> _GOAL_
Images embedded in the records are excluded; print everything else exactly as given.

====== LISTED RECORDS

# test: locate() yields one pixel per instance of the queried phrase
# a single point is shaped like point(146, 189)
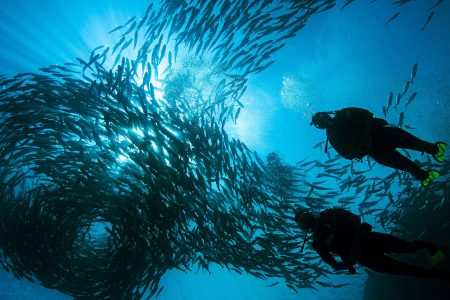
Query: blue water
point(341, 58)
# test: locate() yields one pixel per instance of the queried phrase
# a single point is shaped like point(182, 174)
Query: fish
point(414, 71)
point(397, 100)
point(438, 2)
point(390, 99)
point(401, 119)
point(430, 16)
point(347, 3)
point(392, 18)
point(405, 88)
point(411, 98)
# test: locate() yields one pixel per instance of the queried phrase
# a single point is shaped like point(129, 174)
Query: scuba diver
point(354, 132)
point(340, 232)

============

> _RESPONSE BELOW_
# test: locate() yields one pixel per instance of the queried phrase
# a single point is shaped like point(146, 189)
Query: blue water
point(341, 58)
# test: locate() yields one pixel per instance of the queried phrase
# a single point is shaped like point(182, 174)
Query: fish
point(414, 71)
point(397, 100)
point(438, 2)
point(390, 99)
point(401, 119)
point(430, 16)
point(347, 3)
point(392, 18)
point(405, 88)
point(411, 98)
# test: locate() yields one pixel per instance of the queried phrase
# a single point is shaped like point(129, 174)
Query: scuba diver
point(354, 132)
point(340, 232)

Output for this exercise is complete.